*Teks Bacaan*.
__________________________________________________

Jakarta - baliberkabar.id | Berita pemagaran laut semakin memicu opini negatif di kalangan masyarakat dan memunculkan gelombang protes keras dari para nelayan setempat.
Bahkan para petinggi negara, politisi, akademisi, hingga media pun telah turun tangan dan menyampaikan pandangan masing-masing, yang kini berkembang menjadi perdebatan serius.
Ke manakah arah hukum dan status hukum jika ditemukan pelanggaran serius?
Pemasangan pagar laut di kawasan Tangerang disinyalir akan menjadi pemicu awal dimulainya proyek reklamasi di wilayah tersebut.
Langkah ini telah menimbulkan gelombang protes keras dari para nelayan setempat, yang merasa dirugikan dan terancam mata pencaharian mereka. Mereka mengutarakan kekhawatiran bahwa akses ke laut terganggu, menghambat aktivitas penangkapan ikan yang merupakan sumber penghidupan utama bagi banyak dari mereka.
Peristiwa ini juga memicu polemik serta perdebatan luas mengenai dampak lingkungan dan sosial dari reklamasi.
Hal ini turut mendorong Sekjen Fast Respon Nusantara, Dian Surahman, untuk angkat bicara.
"Pemasangan pagar laut tersebut menjadi sorotan serius, terutama bagi nelayan setempat yang merasa dirugikan secara langsung. Itulah yang menjadi keluhan utama para nelayan," ujar Sekjen FRN, Dian Surahman kepada awak media ini saat diminta pandangannya terkait pagar laut, Senin (20/1/2025).
Sekjen mengecam keras polemik ini, menyoroti lemahnya respons pemerintah dalam menanggapi persoalan tersebut. Ia mendesak agar pihak-pihak yang terlibat dalam kegiatan ilegal segera ditindak tegas.
Selain itu, Sekjen FRN menekankan pentingnya penegakan hukum berdasarkan peraturan perundang-undangan yang berlaku terkait pengelolaan lingkungan hidup, tata ruang, dan zonasi, tentunya dalam pengawasan yang sesuai dengan tugas dan fungsinya.
Dian Surahman dengan tegas mengkritik pagar laut yang telah disertifikasi itu. "Laut tidak dapat disertifikasi karena merupakan badan air yang luas dan tidak memiliki batasan yang jelas," tegasnya.

__________________________________________________

*Data pelabelan koordinat*.
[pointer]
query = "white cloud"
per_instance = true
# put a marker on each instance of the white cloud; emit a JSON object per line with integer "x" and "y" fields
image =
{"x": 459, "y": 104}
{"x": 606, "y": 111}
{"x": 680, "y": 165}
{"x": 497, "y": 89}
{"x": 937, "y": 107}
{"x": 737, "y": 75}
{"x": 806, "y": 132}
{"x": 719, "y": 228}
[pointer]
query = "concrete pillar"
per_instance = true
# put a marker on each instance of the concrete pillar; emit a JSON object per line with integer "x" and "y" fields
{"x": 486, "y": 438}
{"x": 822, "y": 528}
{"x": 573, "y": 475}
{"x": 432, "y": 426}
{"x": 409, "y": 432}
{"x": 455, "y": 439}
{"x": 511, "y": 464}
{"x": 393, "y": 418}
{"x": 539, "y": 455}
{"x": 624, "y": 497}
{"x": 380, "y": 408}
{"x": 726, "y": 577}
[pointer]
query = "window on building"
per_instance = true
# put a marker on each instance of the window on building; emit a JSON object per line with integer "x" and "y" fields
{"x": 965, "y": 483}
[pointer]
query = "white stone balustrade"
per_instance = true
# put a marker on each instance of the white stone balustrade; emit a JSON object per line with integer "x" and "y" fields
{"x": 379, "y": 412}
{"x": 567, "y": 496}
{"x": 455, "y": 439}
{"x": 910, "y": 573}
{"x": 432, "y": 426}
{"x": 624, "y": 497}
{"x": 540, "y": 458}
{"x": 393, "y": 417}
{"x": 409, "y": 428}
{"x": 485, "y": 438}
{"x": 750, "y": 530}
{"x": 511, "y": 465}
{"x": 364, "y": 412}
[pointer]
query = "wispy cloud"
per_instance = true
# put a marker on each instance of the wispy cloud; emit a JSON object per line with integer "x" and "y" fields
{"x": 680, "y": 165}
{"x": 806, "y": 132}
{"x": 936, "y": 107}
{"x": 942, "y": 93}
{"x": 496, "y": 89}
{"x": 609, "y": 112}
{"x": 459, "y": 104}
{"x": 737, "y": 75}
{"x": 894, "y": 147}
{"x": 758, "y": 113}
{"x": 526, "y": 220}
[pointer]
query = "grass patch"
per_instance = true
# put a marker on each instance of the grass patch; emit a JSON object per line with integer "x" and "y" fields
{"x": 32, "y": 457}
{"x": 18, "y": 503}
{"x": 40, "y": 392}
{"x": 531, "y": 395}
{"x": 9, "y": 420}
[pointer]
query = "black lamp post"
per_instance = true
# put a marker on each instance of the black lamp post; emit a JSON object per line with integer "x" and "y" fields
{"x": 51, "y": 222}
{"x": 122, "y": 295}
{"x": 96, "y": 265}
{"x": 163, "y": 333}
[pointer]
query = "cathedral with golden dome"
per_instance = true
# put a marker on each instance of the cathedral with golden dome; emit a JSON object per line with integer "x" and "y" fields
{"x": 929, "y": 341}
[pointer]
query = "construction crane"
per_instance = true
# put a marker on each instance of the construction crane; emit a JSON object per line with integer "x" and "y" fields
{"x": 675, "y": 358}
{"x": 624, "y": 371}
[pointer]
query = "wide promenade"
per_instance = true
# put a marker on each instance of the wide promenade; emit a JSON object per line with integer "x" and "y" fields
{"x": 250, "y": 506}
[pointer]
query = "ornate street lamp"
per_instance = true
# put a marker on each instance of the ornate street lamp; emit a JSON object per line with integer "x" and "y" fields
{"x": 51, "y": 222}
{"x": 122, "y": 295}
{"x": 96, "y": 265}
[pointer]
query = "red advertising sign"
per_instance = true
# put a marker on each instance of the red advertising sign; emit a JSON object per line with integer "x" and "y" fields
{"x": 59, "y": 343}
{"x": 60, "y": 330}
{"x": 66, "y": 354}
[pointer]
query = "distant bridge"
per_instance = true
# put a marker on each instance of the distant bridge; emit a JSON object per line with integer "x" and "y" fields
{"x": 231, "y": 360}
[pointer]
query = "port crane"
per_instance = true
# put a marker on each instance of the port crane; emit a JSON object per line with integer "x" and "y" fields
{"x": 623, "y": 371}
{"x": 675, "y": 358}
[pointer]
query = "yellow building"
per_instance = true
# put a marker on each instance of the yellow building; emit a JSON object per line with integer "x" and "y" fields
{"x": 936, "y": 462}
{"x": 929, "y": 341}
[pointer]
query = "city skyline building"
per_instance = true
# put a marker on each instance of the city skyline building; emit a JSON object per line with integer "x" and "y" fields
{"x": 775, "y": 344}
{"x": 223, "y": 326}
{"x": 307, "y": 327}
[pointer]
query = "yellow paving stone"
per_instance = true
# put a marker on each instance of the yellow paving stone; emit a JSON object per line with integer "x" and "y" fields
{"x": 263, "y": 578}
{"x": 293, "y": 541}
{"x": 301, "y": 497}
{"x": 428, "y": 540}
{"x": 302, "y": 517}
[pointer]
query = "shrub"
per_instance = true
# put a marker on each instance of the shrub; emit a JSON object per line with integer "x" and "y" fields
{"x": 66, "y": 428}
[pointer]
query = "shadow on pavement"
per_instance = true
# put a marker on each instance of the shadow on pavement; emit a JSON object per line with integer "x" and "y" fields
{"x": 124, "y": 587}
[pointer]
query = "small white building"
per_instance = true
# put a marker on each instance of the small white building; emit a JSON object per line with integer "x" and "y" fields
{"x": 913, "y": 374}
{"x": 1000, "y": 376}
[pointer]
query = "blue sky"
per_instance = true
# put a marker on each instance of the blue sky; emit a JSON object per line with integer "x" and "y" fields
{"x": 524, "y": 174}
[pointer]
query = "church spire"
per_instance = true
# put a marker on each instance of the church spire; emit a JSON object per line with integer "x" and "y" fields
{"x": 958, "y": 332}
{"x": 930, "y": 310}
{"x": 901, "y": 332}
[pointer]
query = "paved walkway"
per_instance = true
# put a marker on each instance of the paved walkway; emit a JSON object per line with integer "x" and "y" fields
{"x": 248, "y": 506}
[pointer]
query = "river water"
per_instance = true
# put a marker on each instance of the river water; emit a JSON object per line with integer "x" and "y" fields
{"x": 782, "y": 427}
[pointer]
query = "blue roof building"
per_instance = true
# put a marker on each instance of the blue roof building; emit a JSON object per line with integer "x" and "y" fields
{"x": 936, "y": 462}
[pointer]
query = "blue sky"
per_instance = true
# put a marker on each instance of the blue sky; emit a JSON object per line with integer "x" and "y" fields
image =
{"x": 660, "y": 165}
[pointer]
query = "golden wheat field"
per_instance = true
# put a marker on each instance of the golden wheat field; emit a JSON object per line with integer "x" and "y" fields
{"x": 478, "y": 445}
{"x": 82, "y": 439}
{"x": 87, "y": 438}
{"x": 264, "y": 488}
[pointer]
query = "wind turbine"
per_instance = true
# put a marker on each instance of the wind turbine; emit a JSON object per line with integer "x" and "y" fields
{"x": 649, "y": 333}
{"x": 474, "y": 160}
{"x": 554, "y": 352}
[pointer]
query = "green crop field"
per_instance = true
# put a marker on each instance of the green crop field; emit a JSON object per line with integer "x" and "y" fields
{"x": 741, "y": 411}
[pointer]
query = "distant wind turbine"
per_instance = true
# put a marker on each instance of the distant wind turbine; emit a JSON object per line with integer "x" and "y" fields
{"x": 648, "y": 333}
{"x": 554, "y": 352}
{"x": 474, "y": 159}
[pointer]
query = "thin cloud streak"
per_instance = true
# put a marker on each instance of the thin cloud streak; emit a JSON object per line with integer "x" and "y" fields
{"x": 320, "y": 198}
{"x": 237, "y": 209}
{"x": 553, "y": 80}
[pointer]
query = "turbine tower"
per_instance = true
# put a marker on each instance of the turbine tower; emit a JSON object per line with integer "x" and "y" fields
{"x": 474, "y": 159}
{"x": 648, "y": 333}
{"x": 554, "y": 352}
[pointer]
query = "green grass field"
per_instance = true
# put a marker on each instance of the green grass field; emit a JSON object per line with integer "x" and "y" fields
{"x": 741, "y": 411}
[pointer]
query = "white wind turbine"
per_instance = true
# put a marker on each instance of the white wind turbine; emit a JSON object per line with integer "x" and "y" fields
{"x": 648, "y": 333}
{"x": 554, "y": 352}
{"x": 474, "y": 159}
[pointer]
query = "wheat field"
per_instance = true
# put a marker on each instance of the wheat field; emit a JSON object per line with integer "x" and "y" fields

__________________________________________________

*Tugas*. Ulangi bagian berita tentang pagar laut yang diawali kata-kata "Ke manakah arah" dan ditutup dengan "banyak dari mereka.".

*Jawaban Tugas*.
Ke manakah arah hukum dan status hukum jika ditemukan pelanggaran serius?
Pemasangan pagar laut di kawasan Tangerang disinyalir akan menjadi pemicu awal dimulainya proyek reklamasi di wilayah tersebut.
Langkah ini telah menimbulkan gelombang protes keras dari para nelayan setempat, yang merasa dirugikan dan terancam mata pencaharian mereka. Mereka mengutarakan kekhawatiran bahwa akses ke laut terganggu, menghambat aktivitas penangkapan ikan yang merupakan sumber penghidupan utama bagi banyak dari mereka.